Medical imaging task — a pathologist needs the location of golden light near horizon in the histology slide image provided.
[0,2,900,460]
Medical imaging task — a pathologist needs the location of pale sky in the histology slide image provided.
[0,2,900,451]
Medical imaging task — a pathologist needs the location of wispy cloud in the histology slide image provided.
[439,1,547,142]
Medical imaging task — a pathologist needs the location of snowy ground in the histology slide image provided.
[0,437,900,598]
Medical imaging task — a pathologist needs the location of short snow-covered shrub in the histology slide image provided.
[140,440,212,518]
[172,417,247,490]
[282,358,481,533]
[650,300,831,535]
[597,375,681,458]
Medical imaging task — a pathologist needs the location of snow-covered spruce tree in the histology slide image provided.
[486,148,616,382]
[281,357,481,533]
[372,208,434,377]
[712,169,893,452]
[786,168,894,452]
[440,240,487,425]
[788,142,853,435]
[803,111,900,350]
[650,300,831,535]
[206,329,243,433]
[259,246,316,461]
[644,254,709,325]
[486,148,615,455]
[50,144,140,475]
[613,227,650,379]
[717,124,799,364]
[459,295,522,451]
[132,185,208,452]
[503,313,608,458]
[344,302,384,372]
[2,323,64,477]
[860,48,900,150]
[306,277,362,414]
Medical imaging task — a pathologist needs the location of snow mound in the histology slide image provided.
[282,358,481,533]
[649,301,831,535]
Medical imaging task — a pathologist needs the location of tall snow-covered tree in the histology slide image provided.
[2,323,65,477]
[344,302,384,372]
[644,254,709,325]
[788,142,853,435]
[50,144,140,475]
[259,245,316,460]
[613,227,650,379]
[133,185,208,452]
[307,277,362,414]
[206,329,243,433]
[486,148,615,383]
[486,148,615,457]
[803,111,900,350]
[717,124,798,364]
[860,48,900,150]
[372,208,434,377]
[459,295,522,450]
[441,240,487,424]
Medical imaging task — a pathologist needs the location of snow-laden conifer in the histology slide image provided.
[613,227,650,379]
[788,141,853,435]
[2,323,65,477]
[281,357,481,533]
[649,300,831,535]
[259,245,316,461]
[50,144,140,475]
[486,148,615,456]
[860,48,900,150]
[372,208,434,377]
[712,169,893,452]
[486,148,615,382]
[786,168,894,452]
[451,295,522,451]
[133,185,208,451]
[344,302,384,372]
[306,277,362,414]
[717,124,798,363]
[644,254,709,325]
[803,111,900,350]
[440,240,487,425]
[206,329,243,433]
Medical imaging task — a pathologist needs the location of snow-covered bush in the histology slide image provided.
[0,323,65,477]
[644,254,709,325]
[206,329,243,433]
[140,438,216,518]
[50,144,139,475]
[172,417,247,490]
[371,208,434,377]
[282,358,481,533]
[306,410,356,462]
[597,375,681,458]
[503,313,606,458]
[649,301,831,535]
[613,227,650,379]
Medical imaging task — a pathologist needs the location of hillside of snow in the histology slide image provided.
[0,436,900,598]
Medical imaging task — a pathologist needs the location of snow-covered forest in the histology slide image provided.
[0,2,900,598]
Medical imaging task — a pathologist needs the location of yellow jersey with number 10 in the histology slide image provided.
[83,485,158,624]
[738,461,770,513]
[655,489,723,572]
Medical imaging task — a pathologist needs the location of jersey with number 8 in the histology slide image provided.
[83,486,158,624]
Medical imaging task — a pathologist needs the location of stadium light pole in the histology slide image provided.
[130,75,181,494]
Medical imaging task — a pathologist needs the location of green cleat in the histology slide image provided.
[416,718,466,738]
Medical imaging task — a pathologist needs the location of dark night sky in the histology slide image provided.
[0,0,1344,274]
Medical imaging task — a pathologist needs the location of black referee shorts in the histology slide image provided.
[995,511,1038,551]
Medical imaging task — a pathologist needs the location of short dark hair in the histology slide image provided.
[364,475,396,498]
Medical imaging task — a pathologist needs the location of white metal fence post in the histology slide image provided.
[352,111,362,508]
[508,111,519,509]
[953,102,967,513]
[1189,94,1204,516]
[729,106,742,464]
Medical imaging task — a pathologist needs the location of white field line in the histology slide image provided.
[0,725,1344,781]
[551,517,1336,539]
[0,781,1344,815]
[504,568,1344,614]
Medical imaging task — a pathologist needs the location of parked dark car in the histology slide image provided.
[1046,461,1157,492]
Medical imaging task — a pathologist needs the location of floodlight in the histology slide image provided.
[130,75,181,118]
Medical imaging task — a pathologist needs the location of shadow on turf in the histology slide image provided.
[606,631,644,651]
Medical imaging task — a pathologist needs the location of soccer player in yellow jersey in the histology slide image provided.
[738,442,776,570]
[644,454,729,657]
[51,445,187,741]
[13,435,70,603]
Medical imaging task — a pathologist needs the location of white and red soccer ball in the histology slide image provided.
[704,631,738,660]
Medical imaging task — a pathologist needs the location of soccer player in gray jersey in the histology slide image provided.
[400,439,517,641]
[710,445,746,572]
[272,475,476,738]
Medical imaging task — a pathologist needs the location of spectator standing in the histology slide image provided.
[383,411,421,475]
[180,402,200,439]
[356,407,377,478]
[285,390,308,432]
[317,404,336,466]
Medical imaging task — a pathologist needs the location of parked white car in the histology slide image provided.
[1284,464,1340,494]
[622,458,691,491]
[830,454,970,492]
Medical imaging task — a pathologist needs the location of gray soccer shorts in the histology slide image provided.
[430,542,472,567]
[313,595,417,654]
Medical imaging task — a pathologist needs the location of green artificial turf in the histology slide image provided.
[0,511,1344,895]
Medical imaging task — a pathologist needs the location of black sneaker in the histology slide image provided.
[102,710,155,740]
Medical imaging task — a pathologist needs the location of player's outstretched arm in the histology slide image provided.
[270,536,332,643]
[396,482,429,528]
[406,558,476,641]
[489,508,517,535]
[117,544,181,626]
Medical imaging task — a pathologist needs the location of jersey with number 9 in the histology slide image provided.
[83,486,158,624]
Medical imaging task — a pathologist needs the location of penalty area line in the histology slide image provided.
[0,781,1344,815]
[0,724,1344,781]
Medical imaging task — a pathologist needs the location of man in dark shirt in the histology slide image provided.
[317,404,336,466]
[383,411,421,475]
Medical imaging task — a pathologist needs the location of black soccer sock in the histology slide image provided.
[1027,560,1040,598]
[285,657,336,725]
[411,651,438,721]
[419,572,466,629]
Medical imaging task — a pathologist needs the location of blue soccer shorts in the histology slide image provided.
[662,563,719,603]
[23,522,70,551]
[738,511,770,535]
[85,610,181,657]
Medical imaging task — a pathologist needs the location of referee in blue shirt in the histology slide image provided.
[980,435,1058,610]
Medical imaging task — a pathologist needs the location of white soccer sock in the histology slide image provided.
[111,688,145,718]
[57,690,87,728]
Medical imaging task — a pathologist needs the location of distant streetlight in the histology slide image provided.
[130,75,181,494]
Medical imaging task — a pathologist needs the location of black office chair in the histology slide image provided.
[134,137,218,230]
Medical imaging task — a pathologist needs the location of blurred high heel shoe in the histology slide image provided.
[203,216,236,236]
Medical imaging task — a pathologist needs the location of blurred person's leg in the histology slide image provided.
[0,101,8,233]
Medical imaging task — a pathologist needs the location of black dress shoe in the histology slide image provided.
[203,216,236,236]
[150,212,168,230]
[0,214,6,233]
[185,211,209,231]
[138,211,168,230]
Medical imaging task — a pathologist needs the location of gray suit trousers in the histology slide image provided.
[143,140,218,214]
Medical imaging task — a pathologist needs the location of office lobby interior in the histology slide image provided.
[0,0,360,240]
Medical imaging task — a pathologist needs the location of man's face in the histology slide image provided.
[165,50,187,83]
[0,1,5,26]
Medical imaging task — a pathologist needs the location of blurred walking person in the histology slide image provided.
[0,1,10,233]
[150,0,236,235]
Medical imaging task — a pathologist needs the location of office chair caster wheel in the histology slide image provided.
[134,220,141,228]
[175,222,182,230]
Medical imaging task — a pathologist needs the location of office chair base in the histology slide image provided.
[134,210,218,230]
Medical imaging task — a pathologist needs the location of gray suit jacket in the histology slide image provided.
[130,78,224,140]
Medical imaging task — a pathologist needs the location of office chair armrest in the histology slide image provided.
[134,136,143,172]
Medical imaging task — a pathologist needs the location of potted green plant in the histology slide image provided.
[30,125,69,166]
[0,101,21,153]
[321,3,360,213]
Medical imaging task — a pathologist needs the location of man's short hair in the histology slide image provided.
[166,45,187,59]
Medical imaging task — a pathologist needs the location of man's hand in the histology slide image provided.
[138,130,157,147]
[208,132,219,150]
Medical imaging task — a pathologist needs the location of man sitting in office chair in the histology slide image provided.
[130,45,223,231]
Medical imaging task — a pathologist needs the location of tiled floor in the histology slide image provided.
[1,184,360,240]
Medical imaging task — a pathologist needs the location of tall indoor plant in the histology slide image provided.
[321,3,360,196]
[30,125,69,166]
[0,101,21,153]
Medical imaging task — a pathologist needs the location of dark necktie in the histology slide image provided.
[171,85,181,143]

__________________________________________________

## WHAT TO PRODUCE
Begin at the line of the records above that contains "streetlight in the histology slide image provided." and stop after the line that contains "[138,211,168,230]", then give those lines again with "out-of-focus" substituted for every "blurred" and nothing else changed.

## COMPLETED EXERCISE
Medical imaging task — a pathologist needs the location of distant streetlight in the histology slide image provided.
[130,75,181,494]
Medical imaging task — a pathologist needs the location of black office chair in the histology slide image provided.
[134,137,218,230]
Medical imaging task — a pathologist needs the location of out-of-focus high heel shoe in the histology slide image provided.
[203,216,236,236]
Medical imaging task — a pathologist needs the location of out-of-focus person's leg in the histology slide image provided.
[0,101,8,233]
Medical imaging task — a pathologist needs the location of black dress shoe in the histology slide image provided.
[203,216,236,236]
[150,212,168,230]
[0,214,6,233]
[185,211,209,231]
[138,211,168,230]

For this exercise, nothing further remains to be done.